Referring expression data:
--

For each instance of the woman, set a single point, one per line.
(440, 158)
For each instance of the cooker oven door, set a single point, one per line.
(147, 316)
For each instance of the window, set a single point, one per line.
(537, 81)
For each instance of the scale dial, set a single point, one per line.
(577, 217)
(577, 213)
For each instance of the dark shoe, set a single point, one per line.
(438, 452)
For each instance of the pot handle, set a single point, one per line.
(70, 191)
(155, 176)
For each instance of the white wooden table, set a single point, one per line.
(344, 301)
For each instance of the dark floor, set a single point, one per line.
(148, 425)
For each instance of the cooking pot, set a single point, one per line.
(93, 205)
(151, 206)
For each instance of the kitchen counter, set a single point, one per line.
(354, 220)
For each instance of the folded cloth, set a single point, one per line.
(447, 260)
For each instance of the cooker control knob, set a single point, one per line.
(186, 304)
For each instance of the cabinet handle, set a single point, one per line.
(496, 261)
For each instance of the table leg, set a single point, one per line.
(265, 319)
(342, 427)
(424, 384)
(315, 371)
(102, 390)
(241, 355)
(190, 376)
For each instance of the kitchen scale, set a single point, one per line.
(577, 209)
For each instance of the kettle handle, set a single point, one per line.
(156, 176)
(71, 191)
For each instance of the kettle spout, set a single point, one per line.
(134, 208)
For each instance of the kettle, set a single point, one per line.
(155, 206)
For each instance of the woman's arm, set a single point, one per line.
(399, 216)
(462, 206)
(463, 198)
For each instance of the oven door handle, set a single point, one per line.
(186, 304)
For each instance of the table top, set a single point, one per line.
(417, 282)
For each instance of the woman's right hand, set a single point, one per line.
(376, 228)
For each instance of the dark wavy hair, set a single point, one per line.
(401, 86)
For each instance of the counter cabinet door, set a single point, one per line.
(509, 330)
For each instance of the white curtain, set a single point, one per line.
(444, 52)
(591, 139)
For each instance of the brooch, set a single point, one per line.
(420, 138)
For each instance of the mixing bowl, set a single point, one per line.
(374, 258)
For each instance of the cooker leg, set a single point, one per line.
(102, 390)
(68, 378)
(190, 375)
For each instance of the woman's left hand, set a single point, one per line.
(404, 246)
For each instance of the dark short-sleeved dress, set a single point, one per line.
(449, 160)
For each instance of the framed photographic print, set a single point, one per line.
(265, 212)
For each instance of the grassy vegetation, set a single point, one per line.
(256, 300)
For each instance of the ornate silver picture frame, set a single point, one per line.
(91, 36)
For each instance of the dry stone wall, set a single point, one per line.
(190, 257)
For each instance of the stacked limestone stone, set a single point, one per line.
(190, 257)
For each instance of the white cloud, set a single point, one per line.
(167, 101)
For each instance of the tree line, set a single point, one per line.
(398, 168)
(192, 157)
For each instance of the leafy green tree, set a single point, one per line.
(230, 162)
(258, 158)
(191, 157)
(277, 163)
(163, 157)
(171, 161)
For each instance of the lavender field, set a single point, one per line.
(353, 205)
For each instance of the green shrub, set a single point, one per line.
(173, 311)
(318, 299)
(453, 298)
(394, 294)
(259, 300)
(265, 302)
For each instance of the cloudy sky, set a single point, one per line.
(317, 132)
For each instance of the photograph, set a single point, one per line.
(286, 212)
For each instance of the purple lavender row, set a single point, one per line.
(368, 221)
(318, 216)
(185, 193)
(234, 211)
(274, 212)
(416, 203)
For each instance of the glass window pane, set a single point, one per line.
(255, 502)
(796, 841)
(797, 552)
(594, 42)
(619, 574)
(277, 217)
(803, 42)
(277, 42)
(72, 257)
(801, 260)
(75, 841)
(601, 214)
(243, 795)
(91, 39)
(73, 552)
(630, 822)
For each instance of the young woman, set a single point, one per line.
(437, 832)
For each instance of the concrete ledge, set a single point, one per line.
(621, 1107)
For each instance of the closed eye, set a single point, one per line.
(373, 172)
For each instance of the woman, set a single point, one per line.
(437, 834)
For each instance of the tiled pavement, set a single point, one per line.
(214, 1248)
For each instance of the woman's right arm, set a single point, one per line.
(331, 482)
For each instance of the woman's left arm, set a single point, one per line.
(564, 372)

--

EXERCISE DIRECTIONS:
Print the records above again, every one, exactly as written.

RESPONSE BELOW:
For each instance of the woman, set a single point, one per line.
(440, 158)
For each instance of the cooker oven door, set a single point, one per line.
(147, 316)
For each instance of the window, set a single point, one per line.
(537, 81)
For each instance of the scale dial, set a single point, one per line.
(577, 217)
(577, 213)
For each instance of the dark shoe, set a single point, one per line.
(438, 452)
For each instance of the pot handle, set a single point, one per line.
(70, 191)
(155, 176)
For each instance of the white wooden table, set a single point, one per line.
(344, 301)
For each instance of the dark floor, set a single point, one per line.
(148, 425)
For each instance of the cooking pot, set a single point, one per line.
(93, 205)
(151, 206)
For each instance of the kitchen counter, set a single point, one per line.
(354, 220)
For each instance of the folded cloth, set a single point, one per line.
(447, 260)
For each instance of the cooker control knob, set a single point, one per line.
(186, 304)
For each instance of the cabinet handle, set a single point, one per line.
(496, 261)
For each instance of the table leg, set a single point, one per line.
(265, 319)
(342, 427)
(424, 384)
(315, 371)
(102, 390)
(241, 355)
(190, 376)
For each instance of the kitchen scale, set a single point, one per line.
(577, 209)
For each instance of the kettle handle, set a single point, one per line.
(156, 176)
(71, 191)
For each instance of the kettle spout, set a single point, one per line.
(134, 208)
For each instance of the kettle, set a single point, one per line.
(155, 206)
For each instance of the woman's arm, set a single point, one per line.
(399, 216)
(462, 206)
(463, 198)
For each instance of the oven door handle, set a single point, one per line.
(186, 304)
For each instance of the table top, set a single point, one per line.
(417, 282)
For each instance of the woman's right hand, set a single point, one per line.
(376, 228)
For each instance of the dark wavy hair, set a single point, one per line.
(401, 86)
For each instance of the counter cabinet door, set a single point, one per line.
(509, 330)
For each instance of the white curtain, set a single point, one per line.
(444, 52)
(591, 139)
For each instance of the brooch, set a single point, one per line.
(420, 138)
For each instance of the mixing bowl, set a single point, one per line.
(374, 258)
For each instance of the cooker leg, set a single point, one per line.
(102, 390)
(68, 378)
(190, 375)
For each instance of the woman's left hand, set a single point, one per line.
(404, 246)
For each instance of the dark short-sleeved dress, set a single point, one per line.
(449, 160)
For each instance of the framed photographic print, set a single point, one per line.
(265, 212)
For each instance of the grassy vegetation, set a single point, one per line.
(256, 300)
For each instance of the ornate silver picture frame, set a single point, one per line.
(91, 36)
For each instance of the dry stone wall, set a single point, one per line.
(190, 257)
For each instance of the stacked limestone stone, set a single point, one per line.
(190, 257)
For each instance of the white cloud, set a single point, one per line.
(167, 101)
For each instance of the tree line, set a single point, one per line.
(398, 168)
(192, 157)
For each instance of the leafy green tree, set a single point, one per line.
(230, 162)
(258, 158)
(191, 157)
(277, 163)
(163, 157)
(171, 161)
For each instance of the lavender field, set a single point, one per line.
(353, 205)
For each instance of the green shrub, set a single point, one per line.
(173, 311)
(318, 299)
(453, 298)
(394, 294)
(259, 300)
(265, 302)
For each instance of the cloudy sky, set a single point, one per line.
(317, 132)
For each instance of the photograph, set a single point, one per line.
(286, 212)
For each instance of the purple lavender row, set a single point, one per line.
(368, 221)
(318, 216)
(185, 193)
(234, 211)
(274, 212)
(416, 203)
For each instance of the glass window pane, set a single point, one per line.
(255, 502)
(796, 841)
(797, 552)
(594, 42)
(619, 574)
(277, 217)
(803, 42)
(277, 42)
(72, 257)
(801, 260)
(75, 841)
(601, 214)
(243, 795)
(91, 39)
(73, 552)
(630, 822)
For each instance of the young woman, set a single point, one per line.
(437, 832)
For each instance of the concrete ledge, set a single point, one per line.
(621, 1107)
For each instance of the closed eye, set a single point, one per line.
(373, 172)
For each instance of the woman, set a single point, one per line.
(437, 834)
For each instance of the tiled pavement, set a single point, one per line.
(214, 1248)
For each instance of the woman's right arm, set a single point, one per line.
(331, 482)
For each instance of the woman's left arm, set a single point, one per line.
(564, 372)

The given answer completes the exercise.